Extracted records

- - -

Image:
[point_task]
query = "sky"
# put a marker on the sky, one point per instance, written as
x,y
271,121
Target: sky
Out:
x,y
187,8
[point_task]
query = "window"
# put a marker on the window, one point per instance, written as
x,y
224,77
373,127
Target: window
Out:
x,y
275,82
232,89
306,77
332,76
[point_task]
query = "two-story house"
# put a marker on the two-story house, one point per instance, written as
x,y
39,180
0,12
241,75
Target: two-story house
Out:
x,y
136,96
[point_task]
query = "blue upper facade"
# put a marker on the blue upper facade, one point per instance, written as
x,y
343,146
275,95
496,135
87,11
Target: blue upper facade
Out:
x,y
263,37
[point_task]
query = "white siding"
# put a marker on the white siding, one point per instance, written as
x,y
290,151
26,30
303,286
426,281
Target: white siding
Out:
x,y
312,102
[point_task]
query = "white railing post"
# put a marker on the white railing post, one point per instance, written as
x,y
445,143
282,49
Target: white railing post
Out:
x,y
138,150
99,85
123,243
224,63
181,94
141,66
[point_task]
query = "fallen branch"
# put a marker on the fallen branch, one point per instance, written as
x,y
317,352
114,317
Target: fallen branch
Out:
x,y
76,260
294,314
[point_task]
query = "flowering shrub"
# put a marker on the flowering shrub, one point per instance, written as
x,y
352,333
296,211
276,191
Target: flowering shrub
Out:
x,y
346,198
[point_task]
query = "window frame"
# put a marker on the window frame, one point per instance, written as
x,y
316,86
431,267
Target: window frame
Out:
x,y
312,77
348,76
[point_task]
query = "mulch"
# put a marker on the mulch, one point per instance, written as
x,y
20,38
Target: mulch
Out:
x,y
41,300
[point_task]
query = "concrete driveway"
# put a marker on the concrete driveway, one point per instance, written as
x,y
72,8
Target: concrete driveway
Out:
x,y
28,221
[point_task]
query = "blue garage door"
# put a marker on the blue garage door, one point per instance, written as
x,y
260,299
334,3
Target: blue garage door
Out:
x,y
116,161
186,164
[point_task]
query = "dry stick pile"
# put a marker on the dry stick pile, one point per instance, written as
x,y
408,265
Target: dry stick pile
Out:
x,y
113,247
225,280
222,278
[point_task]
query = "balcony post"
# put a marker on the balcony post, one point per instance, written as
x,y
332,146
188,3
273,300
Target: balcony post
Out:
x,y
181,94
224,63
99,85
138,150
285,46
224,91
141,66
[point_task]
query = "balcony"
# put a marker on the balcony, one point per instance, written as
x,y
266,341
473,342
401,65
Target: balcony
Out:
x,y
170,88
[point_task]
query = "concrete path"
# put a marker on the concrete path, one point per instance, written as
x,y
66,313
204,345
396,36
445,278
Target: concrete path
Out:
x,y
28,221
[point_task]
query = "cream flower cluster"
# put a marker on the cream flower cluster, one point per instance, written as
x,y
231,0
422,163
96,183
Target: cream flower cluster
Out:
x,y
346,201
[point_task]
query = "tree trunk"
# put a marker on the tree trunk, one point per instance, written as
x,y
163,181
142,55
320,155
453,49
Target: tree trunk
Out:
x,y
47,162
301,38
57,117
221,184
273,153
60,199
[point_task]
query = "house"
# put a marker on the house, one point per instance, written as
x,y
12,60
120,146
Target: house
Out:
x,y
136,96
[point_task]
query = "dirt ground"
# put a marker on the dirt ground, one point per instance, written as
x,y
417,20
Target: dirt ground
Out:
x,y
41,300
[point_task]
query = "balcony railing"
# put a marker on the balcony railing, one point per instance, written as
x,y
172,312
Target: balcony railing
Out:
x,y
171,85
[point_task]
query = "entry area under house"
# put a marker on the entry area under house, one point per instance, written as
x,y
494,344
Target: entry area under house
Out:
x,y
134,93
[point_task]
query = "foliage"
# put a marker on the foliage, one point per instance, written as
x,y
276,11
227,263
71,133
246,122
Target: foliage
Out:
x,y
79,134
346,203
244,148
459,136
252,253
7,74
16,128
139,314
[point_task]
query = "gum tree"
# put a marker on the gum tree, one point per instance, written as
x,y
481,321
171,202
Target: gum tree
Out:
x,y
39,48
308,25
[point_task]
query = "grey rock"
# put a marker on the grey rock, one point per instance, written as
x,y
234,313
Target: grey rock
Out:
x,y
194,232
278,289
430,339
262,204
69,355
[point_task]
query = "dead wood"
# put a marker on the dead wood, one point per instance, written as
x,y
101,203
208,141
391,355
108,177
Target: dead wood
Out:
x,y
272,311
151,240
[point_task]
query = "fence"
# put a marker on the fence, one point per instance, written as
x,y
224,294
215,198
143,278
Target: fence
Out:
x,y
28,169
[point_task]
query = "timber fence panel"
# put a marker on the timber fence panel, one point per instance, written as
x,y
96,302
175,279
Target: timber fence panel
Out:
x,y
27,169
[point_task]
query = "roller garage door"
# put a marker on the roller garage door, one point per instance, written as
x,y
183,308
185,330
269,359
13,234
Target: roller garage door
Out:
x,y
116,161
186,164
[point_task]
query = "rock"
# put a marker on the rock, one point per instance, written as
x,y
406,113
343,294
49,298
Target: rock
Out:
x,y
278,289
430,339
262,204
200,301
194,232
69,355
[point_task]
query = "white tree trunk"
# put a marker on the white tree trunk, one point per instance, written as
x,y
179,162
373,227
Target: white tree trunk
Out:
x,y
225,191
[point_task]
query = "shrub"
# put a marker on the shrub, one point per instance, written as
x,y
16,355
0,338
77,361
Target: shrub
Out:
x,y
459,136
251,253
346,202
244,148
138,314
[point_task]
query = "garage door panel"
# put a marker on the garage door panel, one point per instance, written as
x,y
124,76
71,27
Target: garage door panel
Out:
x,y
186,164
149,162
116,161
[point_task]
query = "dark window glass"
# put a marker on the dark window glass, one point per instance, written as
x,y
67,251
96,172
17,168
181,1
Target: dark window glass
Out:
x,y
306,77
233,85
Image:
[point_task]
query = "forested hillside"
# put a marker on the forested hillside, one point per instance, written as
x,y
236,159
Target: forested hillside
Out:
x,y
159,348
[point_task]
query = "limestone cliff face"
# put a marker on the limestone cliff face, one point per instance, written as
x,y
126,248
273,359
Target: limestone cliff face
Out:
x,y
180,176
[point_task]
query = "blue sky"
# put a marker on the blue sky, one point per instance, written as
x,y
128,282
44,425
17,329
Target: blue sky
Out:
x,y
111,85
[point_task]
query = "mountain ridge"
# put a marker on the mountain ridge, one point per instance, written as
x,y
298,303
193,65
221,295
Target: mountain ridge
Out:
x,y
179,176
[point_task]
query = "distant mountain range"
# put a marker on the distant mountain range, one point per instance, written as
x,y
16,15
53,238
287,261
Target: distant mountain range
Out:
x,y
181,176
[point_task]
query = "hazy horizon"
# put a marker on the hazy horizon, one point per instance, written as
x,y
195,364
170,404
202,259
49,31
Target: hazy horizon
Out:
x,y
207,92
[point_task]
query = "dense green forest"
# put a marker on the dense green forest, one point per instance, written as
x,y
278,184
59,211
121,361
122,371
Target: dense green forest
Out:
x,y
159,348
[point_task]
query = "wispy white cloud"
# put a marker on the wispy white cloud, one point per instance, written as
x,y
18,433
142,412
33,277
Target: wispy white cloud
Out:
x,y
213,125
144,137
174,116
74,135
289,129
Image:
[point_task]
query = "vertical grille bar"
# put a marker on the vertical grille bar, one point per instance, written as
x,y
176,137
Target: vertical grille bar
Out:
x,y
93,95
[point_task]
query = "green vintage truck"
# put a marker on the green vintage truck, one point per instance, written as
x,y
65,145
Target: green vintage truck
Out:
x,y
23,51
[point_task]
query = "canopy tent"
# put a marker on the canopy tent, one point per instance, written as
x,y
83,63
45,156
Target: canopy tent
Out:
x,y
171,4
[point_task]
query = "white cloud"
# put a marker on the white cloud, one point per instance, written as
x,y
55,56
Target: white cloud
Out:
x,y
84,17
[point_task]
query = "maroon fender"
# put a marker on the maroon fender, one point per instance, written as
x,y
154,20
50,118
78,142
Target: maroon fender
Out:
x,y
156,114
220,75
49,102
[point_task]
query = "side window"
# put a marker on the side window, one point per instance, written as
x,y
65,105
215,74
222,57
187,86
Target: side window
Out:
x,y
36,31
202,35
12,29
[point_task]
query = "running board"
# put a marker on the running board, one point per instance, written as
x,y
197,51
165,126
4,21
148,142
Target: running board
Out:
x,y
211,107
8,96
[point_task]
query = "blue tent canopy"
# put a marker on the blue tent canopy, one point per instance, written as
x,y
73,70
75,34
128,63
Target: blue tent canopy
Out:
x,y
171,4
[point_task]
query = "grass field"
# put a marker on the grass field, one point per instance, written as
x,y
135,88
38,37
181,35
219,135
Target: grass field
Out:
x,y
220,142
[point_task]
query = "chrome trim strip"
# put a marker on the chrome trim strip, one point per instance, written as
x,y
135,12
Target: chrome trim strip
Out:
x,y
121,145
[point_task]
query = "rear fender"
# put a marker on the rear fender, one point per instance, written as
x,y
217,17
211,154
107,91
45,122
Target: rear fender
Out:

- - -

• PROBLEM: Would you give the number of lines of the data that include the string "pile"? Nothing else is wanted.

• RESULT BELOW: 3